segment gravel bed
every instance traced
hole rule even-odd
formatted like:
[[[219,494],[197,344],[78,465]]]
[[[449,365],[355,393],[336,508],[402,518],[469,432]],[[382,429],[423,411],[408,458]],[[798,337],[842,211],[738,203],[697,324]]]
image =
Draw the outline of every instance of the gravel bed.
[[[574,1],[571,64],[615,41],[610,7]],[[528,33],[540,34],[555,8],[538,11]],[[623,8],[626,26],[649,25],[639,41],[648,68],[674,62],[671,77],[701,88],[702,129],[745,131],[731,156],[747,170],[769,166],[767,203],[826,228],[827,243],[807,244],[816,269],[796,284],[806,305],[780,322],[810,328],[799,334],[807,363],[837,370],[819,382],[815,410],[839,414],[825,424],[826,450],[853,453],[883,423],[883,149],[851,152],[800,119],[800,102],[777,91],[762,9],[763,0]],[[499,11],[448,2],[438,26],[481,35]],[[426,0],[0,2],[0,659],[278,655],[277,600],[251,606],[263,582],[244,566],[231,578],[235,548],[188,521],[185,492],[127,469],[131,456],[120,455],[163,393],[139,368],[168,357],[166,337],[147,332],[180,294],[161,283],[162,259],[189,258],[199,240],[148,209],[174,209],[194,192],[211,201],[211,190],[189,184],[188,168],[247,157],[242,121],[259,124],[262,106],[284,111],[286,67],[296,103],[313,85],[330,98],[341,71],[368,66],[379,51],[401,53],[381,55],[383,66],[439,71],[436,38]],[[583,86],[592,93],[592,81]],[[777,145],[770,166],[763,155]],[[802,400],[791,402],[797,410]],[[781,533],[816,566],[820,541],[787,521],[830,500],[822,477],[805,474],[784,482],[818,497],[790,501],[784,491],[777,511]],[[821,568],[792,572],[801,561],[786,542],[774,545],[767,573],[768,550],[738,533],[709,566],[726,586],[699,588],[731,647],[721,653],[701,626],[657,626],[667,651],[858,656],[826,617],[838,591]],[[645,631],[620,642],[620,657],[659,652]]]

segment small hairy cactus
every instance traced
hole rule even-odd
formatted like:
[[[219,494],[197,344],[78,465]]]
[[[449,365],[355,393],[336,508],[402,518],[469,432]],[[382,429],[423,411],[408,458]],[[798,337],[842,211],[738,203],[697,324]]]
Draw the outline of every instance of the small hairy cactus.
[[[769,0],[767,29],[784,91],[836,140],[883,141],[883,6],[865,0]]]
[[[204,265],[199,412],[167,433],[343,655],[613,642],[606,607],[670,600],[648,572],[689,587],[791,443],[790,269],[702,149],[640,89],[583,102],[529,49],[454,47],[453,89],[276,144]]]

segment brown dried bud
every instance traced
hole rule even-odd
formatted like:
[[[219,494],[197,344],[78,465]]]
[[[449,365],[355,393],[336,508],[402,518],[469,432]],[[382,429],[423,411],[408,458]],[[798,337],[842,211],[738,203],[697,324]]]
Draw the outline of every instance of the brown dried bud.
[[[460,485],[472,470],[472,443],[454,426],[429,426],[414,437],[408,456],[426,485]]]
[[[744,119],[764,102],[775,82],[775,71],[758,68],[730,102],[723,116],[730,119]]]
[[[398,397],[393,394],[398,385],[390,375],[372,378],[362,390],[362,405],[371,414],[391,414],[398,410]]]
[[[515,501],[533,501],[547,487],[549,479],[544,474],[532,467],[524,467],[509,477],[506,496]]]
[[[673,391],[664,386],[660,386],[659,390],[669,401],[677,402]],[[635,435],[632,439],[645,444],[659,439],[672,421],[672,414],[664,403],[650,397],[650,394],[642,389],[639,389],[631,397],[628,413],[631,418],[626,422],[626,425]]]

...

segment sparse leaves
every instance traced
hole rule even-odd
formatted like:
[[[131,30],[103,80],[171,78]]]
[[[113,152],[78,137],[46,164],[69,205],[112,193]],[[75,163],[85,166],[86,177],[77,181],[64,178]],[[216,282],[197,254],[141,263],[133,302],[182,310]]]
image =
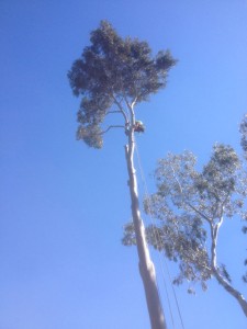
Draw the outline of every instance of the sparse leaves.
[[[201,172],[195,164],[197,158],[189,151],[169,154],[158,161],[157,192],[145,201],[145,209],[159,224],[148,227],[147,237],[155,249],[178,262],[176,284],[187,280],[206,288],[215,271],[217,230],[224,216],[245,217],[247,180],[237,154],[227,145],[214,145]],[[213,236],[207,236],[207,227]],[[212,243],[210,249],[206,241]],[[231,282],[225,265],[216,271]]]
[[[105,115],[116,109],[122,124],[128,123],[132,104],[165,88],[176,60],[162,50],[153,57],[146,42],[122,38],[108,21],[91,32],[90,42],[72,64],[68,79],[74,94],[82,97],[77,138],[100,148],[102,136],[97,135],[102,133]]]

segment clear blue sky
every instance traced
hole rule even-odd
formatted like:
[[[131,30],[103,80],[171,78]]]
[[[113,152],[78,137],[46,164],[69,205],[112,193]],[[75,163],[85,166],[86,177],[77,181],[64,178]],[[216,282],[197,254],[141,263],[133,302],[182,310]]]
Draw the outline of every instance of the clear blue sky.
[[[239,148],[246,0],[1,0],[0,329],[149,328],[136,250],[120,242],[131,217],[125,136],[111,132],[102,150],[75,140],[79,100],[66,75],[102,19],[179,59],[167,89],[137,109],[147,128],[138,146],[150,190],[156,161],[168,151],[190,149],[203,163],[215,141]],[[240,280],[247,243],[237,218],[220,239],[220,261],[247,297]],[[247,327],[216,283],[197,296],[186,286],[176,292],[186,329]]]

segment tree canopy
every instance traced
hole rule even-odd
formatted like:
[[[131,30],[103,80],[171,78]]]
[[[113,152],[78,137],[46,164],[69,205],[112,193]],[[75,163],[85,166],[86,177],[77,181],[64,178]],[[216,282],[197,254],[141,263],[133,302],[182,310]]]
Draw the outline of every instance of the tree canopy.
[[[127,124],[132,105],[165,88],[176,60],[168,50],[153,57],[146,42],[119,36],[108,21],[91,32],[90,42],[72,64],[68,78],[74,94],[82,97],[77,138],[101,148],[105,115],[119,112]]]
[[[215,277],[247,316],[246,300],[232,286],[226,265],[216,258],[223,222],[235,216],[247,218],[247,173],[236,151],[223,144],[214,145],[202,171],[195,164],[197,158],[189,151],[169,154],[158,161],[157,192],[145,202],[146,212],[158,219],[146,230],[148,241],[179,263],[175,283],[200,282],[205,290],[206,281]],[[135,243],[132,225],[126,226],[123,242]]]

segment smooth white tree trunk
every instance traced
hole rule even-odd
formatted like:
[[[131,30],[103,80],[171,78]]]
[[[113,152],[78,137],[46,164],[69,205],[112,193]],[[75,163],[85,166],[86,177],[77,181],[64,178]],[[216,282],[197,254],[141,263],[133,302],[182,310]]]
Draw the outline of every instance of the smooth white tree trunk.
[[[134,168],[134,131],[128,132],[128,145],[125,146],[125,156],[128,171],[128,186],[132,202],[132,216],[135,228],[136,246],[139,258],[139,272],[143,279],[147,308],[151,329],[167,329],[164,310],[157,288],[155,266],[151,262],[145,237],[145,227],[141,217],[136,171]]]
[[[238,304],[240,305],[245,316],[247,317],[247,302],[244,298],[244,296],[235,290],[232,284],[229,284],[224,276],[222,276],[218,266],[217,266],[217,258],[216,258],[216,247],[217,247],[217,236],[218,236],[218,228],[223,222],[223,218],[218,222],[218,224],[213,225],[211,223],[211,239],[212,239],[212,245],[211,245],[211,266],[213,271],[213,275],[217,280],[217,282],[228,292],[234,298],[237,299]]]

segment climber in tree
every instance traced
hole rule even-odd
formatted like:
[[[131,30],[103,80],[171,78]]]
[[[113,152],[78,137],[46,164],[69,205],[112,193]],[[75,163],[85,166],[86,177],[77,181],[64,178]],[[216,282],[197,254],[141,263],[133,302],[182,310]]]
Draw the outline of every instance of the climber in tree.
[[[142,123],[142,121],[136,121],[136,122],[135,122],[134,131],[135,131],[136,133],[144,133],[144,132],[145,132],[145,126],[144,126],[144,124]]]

==

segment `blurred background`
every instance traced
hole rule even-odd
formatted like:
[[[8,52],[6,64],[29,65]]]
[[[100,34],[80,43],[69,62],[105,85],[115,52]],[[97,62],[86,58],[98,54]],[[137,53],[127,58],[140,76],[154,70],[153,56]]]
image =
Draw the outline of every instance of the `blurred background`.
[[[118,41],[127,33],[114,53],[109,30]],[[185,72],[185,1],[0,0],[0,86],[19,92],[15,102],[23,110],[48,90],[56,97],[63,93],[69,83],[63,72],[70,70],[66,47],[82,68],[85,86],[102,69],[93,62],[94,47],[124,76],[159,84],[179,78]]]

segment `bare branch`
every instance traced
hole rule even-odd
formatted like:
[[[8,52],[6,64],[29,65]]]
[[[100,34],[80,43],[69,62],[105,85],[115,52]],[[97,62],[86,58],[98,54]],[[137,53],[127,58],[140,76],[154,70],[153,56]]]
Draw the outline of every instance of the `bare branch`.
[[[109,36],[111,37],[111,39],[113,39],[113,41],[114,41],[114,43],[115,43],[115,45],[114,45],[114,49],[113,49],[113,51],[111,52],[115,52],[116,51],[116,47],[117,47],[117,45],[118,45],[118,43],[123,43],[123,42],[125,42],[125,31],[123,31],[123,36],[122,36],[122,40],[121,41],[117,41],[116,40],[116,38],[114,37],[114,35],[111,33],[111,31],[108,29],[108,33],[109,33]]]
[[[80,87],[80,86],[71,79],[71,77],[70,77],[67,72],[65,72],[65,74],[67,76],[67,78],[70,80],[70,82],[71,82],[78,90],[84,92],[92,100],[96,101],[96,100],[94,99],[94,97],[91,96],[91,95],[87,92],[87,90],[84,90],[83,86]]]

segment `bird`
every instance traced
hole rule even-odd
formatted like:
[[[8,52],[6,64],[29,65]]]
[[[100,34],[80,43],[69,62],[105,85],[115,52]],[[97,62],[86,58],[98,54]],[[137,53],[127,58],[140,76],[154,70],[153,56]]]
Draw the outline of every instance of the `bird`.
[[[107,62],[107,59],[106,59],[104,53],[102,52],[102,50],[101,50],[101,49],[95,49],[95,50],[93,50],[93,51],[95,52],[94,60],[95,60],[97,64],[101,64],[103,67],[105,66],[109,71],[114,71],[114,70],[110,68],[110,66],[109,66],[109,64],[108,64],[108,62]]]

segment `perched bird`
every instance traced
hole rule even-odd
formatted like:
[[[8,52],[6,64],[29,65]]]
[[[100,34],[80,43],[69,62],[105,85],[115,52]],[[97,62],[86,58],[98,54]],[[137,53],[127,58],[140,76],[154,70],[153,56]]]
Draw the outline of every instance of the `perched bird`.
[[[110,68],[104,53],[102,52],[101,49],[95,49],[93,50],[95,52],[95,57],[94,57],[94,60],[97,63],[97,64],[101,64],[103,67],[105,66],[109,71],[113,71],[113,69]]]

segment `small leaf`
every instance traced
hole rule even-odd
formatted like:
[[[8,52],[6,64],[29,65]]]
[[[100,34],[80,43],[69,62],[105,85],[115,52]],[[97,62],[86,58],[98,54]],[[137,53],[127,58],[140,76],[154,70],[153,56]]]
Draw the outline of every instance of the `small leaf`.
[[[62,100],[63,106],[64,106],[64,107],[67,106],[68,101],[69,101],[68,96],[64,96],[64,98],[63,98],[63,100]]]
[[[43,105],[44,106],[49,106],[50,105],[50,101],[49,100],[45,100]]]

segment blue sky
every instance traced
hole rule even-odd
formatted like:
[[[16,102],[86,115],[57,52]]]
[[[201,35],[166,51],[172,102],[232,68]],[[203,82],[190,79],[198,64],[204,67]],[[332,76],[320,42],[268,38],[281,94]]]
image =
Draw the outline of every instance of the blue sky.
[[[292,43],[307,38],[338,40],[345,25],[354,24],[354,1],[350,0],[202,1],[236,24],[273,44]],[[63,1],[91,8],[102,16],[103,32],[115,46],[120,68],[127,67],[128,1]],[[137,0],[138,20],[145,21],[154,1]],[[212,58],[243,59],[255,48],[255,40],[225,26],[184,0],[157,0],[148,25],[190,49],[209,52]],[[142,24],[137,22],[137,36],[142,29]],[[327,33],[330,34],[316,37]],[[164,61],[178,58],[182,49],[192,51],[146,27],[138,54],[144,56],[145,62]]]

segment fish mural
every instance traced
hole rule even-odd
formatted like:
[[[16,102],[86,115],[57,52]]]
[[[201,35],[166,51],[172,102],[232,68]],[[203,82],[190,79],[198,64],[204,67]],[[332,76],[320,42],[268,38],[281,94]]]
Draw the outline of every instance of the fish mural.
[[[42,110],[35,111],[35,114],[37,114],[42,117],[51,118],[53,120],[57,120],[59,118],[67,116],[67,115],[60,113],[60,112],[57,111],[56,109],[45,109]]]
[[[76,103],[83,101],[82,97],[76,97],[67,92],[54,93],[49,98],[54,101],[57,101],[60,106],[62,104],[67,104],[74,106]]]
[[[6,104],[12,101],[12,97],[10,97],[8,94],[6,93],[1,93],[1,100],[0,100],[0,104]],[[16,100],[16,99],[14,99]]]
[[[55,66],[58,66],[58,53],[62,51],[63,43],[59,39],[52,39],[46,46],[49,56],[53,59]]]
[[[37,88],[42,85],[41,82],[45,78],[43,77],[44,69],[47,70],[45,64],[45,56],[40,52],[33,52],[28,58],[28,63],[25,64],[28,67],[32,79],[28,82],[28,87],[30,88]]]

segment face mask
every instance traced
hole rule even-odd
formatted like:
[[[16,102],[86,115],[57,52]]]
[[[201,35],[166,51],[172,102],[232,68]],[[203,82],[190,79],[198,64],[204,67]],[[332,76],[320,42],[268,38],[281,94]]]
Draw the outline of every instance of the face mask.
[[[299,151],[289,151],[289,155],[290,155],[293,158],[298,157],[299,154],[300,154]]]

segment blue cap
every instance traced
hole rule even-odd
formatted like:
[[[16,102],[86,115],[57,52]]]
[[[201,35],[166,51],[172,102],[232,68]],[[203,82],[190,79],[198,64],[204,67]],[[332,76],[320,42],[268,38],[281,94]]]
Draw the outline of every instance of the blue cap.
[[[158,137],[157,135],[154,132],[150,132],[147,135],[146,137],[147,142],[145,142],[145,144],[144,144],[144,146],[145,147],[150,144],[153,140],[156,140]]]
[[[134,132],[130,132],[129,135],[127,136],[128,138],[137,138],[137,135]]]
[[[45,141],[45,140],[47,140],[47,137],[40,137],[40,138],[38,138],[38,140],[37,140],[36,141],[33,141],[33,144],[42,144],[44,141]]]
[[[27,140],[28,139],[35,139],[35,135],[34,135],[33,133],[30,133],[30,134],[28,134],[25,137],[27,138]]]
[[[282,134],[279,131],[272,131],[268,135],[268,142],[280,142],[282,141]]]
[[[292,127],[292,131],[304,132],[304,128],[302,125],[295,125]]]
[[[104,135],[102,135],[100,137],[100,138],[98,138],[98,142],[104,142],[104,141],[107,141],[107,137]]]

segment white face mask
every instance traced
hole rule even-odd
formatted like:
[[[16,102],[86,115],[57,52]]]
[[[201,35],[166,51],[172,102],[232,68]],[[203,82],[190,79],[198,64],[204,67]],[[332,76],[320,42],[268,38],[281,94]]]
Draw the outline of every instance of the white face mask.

● Exercise description: Collect each line above that contains the word "face".

● Reply to the exercise:
segment face mask
Draw the outline of every instance of the face mask.
segment white face mask
Draw the outline of every instance of the white face mask.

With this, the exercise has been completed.